Stated task
Give all the lines below again, exactly, with no pictures.
——————————
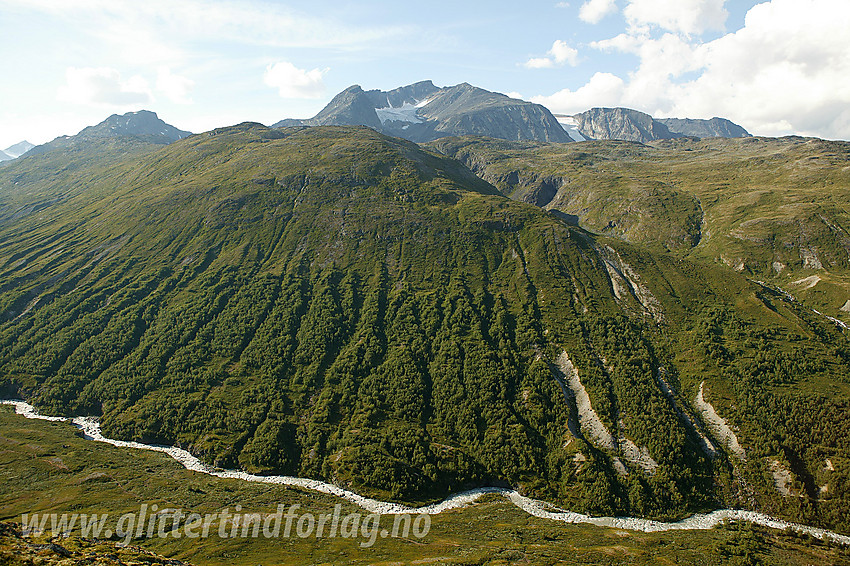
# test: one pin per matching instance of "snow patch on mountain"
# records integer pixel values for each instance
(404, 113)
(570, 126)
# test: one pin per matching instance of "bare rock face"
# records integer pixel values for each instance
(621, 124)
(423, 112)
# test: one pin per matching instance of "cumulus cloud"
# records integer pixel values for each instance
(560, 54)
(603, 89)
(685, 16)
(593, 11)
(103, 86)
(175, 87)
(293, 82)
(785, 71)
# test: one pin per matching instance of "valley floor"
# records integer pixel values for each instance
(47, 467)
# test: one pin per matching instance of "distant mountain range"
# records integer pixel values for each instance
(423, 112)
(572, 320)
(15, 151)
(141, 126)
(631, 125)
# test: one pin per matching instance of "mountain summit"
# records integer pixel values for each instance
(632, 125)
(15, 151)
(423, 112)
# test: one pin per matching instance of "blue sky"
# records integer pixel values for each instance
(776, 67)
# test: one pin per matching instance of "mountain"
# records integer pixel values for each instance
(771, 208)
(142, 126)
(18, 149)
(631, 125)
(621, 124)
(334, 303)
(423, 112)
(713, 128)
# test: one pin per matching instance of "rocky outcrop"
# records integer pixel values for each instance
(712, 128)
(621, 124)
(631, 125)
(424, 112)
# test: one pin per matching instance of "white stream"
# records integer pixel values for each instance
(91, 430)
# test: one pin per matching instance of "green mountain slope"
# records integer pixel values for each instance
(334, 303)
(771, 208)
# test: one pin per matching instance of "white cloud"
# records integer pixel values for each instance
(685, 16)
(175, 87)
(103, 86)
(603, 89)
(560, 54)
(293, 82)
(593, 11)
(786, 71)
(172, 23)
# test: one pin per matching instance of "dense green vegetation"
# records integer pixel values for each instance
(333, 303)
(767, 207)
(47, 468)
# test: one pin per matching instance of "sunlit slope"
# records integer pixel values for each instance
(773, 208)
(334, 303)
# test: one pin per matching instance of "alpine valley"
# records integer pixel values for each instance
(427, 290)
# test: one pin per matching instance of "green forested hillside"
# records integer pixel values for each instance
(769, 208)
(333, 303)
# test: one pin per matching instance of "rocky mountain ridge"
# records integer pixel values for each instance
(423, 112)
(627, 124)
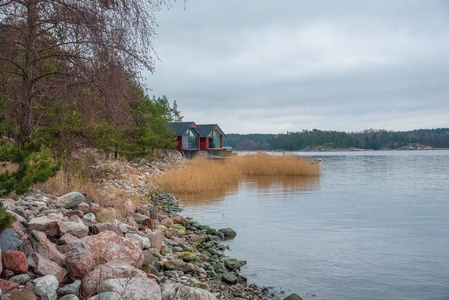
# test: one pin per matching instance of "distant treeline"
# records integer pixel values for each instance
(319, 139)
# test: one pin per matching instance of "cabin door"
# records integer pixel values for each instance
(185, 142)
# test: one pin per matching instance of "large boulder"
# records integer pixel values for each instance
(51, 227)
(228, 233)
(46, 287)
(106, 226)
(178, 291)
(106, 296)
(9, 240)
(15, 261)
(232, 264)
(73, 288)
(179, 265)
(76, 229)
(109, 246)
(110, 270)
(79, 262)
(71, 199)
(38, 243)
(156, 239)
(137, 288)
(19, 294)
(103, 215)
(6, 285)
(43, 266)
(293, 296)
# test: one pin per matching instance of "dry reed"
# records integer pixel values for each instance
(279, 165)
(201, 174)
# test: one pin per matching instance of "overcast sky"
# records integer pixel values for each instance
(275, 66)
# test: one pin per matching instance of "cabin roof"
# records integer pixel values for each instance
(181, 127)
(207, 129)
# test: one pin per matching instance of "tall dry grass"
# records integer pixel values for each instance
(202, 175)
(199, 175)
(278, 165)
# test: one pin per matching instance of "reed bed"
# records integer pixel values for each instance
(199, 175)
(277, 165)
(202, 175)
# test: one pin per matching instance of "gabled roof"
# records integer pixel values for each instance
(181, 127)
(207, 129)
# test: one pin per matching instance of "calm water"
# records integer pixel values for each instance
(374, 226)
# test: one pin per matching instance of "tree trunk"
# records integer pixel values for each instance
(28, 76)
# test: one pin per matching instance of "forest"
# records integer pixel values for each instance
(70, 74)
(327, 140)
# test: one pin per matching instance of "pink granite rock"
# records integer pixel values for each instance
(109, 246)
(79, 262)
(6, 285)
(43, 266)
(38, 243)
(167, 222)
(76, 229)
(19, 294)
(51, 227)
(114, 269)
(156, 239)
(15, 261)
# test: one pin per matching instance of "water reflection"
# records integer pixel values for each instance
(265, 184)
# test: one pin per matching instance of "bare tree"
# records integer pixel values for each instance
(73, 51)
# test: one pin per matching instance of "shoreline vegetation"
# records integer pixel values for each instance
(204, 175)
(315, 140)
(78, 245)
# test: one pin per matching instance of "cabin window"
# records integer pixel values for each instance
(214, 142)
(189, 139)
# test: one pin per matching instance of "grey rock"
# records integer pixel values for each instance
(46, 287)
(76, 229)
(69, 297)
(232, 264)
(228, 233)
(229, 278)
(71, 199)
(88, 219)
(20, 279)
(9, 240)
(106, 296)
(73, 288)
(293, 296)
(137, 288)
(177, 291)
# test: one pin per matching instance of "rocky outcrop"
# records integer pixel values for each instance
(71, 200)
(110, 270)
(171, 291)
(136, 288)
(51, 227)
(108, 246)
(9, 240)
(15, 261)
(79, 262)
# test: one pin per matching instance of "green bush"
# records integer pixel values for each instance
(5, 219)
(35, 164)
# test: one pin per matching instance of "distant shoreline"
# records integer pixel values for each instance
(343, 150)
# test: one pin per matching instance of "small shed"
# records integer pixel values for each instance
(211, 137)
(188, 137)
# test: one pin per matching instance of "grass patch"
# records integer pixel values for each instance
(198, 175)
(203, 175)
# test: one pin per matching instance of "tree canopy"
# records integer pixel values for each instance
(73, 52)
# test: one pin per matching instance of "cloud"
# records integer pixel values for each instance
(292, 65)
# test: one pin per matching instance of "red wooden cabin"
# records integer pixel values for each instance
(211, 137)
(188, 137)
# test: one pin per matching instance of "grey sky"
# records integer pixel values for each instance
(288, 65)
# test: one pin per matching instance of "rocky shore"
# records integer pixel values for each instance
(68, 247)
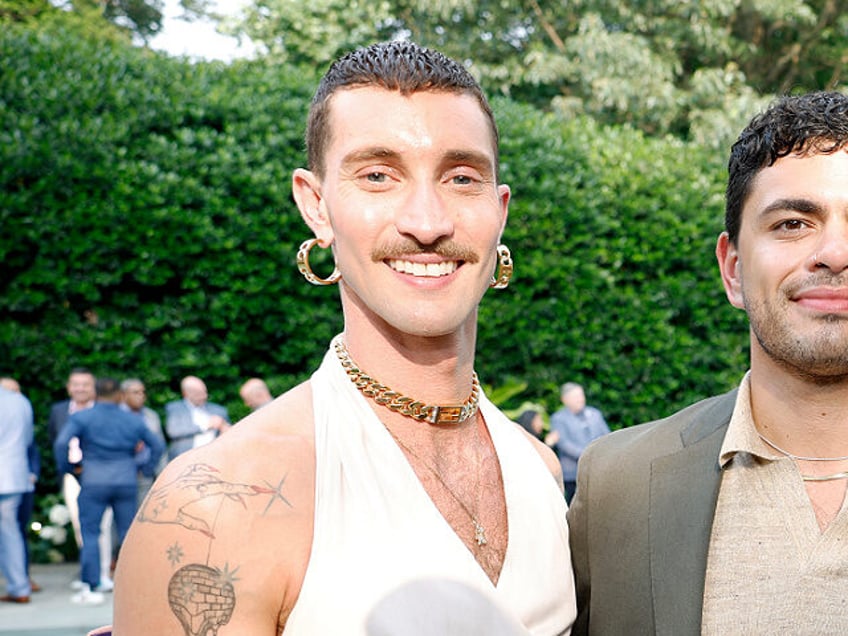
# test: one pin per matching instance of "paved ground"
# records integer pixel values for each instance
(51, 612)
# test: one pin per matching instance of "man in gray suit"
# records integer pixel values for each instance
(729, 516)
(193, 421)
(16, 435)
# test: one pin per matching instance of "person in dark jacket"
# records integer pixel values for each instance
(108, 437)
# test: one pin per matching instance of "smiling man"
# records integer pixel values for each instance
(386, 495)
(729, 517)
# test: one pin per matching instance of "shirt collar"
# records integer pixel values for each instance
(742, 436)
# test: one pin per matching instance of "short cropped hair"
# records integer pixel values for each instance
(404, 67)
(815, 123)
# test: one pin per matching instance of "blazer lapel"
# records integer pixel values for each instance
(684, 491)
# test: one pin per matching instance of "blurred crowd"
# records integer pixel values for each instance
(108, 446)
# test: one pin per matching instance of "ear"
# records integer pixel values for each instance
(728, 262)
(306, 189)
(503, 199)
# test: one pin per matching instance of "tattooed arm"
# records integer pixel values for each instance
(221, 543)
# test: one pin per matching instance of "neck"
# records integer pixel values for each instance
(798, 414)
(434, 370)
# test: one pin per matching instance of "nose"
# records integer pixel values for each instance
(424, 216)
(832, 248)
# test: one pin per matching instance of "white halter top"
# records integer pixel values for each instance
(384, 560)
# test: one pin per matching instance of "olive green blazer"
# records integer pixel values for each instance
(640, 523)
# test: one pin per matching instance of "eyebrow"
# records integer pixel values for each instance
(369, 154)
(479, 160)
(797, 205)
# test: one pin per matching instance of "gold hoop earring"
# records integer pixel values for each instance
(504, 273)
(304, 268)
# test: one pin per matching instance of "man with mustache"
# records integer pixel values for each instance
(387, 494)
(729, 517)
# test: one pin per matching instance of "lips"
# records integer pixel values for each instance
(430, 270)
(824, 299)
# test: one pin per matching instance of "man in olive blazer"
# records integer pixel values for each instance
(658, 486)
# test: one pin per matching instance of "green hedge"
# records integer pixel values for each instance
——————————
Solution
# test: one pin per matching instance of "snow patch on mountain"
# records integer pixel values for each instance
(404, 113)
(570, 126)
# test: one pin per matching instance of "bare rock face"
# records integer pixel values for each instance
(621, 124)
(423, 112)
# test: one pin per matching instance of "cumulus cloud"
# records integer pixel values for each instance
(560, 54)
(603, 89)
(685, 16)
(593, 11)
(103, 86)
(175, 87)
(293, 82)
(785, 71)
# test: one pin per matching instance of "valley floor"
# records integer pixel values for each instance
(47, 467)
# test: one pin per matching instance of "distant mountain range"
# records integer pixel values for each instance
(423, 112)
(572, 320)
(15, 151)
(141, 126)
(631, 125)
# test: one pin per matching instance of "mountain summit"
# records integer pixel values for each instance
(632, 125)
(15, 151)
(423, 112)
# test: one pin per matching instance of "blue sky"
# records integer pixel values for each instance
(776, 67)
# test: one pin per matching instance of "mountain"
# records integer pixel values for each instance
(771, 208)
(142, 126)
(18, 149)
(631, 125)
(621, 124)
(334, 303)
(423, 112)
(713, 128)
# test: one pin per matching instance of "rocky outcrop"
# records integer pixel values for each instance
(712, 128)
(621, 124)
(631, 125)
(424, 112)
# test: one pin per matching instance of "white stream"
# records integer pixel values for each instance
(91, 430)
# test: one pin per matching instance of "green mountain slope"
# records integer pixel values for each instance
(334, 303)
(771, 208)
# test: one pin per matching instance of "white cloud"
# records integer pixel values for each instance
(685, 16)
(175, 87)
(103, 86)
(603, 89)
(560, 54)
(293, 82)
(593, 11)
(786, 71)
(172, 23)
# test: one pin per matching instance of "dense green vegetation"
# records integer pixel values for each instance
(333, 303)
(767, 207)
(47, 468)
# test: one pin per matching instance of "sunlit slope"
# records integer pixel values for each instance
(773, 208)
(334, 303)
# test: one pin per matching instance of "alpine valley"
# records integer pixel values for each instance
(427, 290)
# test: one pin per matching instance of "green forested hillside"
# records integer pixel values for each instance
(769, 208)
(333, 303)
# test: one pin per matching instance of "rocky mountain ridge"
# records integer pixel values for each instance
(423, 112)
(627, 124)
# test: one pin per matching instance of "distant treeline"
# records integer pixel values for each instance
(319, 139)
# test: one pin per matching instance of "cabin door"
# records integer pixel values for each instance
(185, 142)
# test: one pin per matching instance of "large boulder"
# records integer pixel values for each instance
(51, 227)
(228, 233)
(46, 287)
(106, 226)
(178, 291)
(106, 296)
(9, 240)
(15, 261)
(232, 264)
(73, 288)
(179, 265)
(76, 229)
(109, 246)
(110, 270)
(79, 262)
(71, 199)
(38, 243)
(156, 239)
(137, 288)
(19, 294)
(103, 215)
(6, 285)
(43, 266)
(293, 296)
# test: one pin per matching instance of "dry reed"
# records integer pixel values for each instance
(279, 165)
(201, 174)
# test: one pin per matching instance of "overcast sky"
# records integer pixel values for each instance
(275, 66)
# test: one pin per matching instance of "cabin roof"
# records integer pixel values for each instance
(181, 127)
(207, 129)
# test: one pin per matching instance of "tall dry grass"
# records integer pixel values for each instance
(202, 175)
(199, 175)
(278, 165)
# test: one pin per matching instance of "reed bed"
# records integer pixel values for each instance
(199, 175)
(277, 165)
(202, 175)
# test: one pin per matching instance of "gabled roof"
# records integer pixel values for each instance
(181, 127)
(207, 129)
# test: one pin per matching instance of "calm water"
# records integer pixel values for each instance
(374, 226)
# test: one pin per matching instance of "tree trunk"
# records integer pixel values for each instance
(28, 76)
# test: one pin per matching instance of "forest"
# records integer pixel values for each instance
(70, 74)
(327, 140)
# test: one pin per matching instance of "pink granite rock"
# records integer pixel values for each instance
(109, 246)
(79, 262)
(6, 285)
(43, 266)
(38, 243)
(167, 222)
(76, 229)
(19, 294)
(51, 227)
(114, 269)
(156, 239)
(15, 261)
# test: one pin per matching instance of "water reflection"
# records integer pixel values for each instance
(265, 184)
# test: one pin per matching instance of "bare tree"
# records integer pixel values for each instance
(73, 51)
# test: one pin per matching instance of "shoreline vegetation"
# records integer pixel values for each instance
(204, 175)
(315, 140)
(78, 245)
# test: one pin per matching instance of "cabin window"
# records integer pixel values for each instance
(214, 142)
(189, 139)
# test: one pin per matching instance of "grey rock"
# records integer pixel values for each instance
(46, 287)
(76, 229)
(69, 297)
(232, 264)
(228, 233)
(229, 278)
(71, 199)
(88, 219)
(20, 279)
(9, 240)
(106, 296)
(73, 288)
(293, 296)
(137, 288)
(177, 291)
# test: one pin per matching instance of "rocky outcrop"
# records integer pixel values for each instance
(71, 200)
(110, 270)
(171, 291)
(136, 288)
(51, 227)
(108, 246)
(9, 240)
(15, 261)
(79, 262)
# test: one pin per matching instance of "green bush"
# records integer pixel values for each instance
(5, 219)
(35, 164)
# test: one pin per matching instance of "distant shoreline"
# records integer pixel values for each instance
(343, 150)
# test: one pin per matching instance of "small shed"
# records integer pixel values for each instance
(211, 137)
(188, 137)
# test: one pin per matching instance of "grass patch"
# records integer pixel values for each instance
(198, 175)
(203, 175)
# test: one pin per matching instance of "tree canopy"
# records integer pixel values for each instance
(73, 52)
# test: one pin per matching instance of "cloud"
# records integer pixel values for each instance
(292, 65)
# test: one pin per matching instance of "red wooden cabin"
# records integer pixel values for each instance
(211, 137)
(188, 137)
# test: one pin per matching instance of "grey sky"
# records integer pixel values for each instance
(288, 65)
# test: one pin per matching instance of "rocky shore"
# records integer pixel values for each instance
(68, 247)
# test: one pin per matching instance of "paved ground"
# records integer pixel values for each instance
(51, 612)
# test: one pin per matching instance of "man in gray suit"
# records integer pixel values for each instance
(729, 516)
(193, 421)
(16, 435)
# test: one pin per matching instance of "person in dark jacket"
# records integer pixel values for each instance
(108, 437)
# test: one pin per matching instance of "smiling man"
# records integer pixel values for each instance
(386, 495)
(729, 517)
# test: one pin per matching instance of "shirt collar"
# records integer pixel values for each instance
(742, 436)
# test: one pin per matching instance of "short cropped hair"
# records integer pixel values for each instance
(404, 67)
(815, 123)
# test: one pin per matching instance of "blazer lapel"
# records integer pixel values for each instance
(684, 491)
# test: one pin per matching instance of "blurred crowd"
# records integer pixel values for each instance
(108, 446)
# test: one pin per matching instance of "ear"
# records integer pixel values for each instance
(728, 262)
(306, 189)
(503, 199)
# test: one pin per matching instance of "tattooed arm"
# records integer pixel values for each instance
(221, 543)
# test: one pin per matching instance of "neck"
# records integer pixel values for each instance
(798, 414)
(434, 370)
# test: one pin per matching instance of "nose"
# records integer pixel values for each instance
(424, 216)
(832, 248)
# test: one pin per matching instance of "white halter top"
# records integer pixel values for each instance
(384, 560)
# test: one pin per matching instance of "olive green blazer"
# records integer pixel values for each instance
(640, 523)
# test: one pin per matching instance of "eyebrow"
# records integer pixel values for each instance
(369, 154)
(479, 160)
(797, 205)
# test: one pin per matching instance of "gold hoop earring"
# records integer pixel values for each instance
(504, 273)
(304, 268)
# test: one pin per matching instance of "man with mustache"
# records integer pixel values for each instance
(387, 494)
(729, 517)
# test: one pin per matching instance of "lips"
# records integer pixel values for each instance
(430, 270)
(824, 299)
# test: one pin per matching instance of "man in olive blazer"
# records integer pixel values for each instance
(658, 486)
# test: one pin per matching instance of "green hedge"
# records integer pixel values for each instance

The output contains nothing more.